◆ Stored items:

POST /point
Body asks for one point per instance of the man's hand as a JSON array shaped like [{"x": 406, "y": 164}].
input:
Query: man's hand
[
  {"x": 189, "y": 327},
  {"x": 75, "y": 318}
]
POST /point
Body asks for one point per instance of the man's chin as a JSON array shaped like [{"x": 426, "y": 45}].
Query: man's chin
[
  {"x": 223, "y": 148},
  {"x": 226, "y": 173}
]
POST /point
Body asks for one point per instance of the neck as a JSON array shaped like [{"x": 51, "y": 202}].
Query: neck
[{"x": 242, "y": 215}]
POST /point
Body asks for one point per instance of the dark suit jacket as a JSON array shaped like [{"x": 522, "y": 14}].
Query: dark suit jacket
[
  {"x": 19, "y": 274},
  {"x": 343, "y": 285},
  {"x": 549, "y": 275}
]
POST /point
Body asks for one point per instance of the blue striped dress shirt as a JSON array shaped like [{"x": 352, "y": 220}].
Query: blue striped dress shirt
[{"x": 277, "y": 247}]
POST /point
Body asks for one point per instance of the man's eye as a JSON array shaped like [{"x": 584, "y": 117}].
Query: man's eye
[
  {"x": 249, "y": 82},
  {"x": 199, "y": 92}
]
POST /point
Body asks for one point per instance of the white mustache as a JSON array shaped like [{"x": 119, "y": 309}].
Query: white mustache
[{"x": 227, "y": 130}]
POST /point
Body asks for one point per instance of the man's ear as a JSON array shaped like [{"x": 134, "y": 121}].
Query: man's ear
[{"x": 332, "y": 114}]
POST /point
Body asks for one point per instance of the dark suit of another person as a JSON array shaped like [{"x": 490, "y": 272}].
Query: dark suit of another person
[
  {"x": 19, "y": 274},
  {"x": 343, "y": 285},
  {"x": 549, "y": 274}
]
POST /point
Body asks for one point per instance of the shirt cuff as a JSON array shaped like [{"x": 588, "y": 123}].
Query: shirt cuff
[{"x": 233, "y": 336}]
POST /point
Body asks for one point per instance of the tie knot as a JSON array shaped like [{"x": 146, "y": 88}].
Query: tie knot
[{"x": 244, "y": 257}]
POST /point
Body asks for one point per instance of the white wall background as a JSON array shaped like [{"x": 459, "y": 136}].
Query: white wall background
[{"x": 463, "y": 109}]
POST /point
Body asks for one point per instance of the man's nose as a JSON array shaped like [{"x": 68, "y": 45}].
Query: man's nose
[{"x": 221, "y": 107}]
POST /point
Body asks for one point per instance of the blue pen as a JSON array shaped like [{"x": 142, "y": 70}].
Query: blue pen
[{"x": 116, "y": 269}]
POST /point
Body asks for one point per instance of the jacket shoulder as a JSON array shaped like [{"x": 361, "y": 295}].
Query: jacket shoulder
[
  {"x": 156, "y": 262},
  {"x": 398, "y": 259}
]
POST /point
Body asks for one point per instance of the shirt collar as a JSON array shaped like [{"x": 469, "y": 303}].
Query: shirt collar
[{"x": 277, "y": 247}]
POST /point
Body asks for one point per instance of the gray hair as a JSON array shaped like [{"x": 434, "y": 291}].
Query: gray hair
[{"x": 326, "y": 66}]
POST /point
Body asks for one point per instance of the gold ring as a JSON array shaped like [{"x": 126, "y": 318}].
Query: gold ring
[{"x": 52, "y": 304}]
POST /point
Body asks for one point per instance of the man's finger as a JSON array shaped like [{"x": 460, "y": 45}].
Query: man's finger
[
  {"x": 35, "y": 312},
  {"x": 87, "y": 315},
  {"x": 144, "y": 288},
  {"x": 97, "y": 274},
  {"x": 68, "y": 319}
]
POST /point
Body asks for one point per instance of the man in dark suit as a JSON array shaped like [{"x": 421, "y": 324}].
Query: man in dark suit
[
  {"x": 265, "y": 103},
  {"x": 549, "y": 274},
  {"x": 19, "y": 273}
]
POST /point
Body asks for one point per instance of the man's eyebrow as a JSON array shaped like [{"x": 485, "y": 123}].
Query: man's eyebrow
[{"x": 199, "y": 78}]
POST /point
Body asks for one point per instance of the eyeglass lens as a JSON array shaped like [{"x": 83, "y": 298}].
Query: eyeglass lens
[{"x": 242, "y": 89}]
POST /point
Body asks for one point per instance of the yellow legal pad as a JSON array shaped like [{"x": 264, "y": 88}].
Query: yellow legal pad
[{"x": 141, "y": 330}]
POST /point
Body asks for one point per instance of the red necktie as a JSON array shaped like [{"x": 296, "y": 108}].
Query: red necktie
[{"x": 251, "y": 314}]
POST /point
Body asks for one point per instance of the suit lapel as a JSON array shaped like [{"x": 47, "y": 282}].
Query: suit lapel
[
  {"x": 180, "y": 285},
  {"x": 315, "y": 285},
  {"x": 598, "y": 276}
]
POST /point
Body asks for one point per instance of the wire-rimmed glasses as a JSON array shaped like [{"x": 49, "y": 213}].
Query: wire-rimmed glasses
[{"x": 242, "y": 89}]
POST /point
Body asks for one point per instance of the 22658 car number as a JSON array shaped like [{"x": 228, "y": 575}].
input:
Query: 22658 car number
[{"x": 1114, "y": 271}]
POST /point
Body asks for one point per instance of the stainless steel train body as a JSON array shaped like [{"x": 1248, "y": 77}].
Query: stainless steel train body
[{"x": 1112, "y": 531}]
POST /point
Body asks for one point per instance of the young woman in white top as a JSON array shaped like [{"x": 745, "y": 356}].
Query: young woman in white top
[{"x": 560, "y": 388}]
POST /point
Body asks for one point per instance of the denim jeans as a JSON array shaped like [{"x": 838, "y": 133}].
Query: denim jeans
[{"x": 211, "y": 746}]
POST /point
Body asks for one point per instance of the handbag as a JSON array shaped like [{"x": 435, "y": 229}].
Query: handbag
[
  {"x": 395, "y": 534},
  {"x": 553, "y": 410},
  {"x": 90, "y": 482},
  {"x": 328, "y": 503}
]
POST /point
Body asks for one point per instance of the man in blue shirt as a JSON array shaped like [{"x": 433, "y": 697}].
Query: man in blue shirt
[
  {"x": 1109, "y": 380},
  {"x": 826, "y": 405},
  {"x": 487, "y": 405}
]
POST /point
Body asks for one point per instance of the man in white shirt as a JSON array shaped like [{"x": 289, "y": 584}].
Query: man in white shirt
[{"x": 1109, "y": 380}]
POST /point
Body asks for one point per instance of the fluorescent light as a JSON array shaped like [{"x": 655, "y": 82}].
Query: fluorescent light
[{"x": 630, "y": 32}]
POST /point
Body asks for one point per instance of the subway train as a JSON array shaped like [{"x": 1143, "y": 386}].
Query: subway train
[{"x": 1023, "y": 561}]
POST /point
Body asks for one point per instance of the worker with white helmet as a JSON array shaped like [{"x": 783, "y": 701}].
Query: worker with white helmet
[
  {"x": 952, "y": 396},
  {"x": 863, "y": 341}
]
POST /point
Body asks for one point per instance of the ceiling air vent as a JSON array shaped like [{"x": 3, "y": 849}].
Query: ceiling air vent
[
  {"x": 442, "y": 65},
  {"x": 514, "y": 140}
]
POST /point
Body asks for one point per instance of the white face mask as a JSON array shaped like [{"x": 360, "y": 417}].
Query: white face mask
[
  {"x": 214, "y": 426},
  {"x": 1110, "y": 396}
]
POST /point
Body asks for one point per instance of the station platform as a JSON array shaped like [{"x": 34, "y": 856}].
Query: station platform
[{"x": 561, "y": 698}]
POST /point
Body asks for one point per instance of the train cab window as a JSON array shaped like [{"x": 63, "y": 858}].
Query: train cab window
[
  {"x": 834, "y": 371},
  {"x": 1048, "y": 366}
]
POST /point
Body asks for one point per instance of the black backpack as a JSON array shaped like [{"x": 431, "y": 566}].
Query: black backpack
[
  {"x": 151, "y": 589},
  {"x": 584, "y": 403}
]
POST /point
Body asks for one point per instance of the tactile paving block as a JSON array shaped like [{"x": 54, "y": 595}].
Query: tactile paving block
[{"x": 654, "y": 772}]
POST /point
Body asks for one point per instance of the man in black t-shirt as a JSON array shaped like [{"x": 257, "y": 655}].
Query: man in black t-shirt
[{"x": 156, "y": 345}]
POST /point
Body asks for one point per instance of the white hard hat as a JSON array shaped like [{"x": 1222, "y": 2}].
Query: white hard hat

◆ Given problem:
List each line above that contains the word "subway", copying the line in full. Case counts.

◆ Answer to this exercise:
Body asks for one point per instance of the subway train as a JSON array shaped like [{"x": 1143, "y": 386}].
Query: subway train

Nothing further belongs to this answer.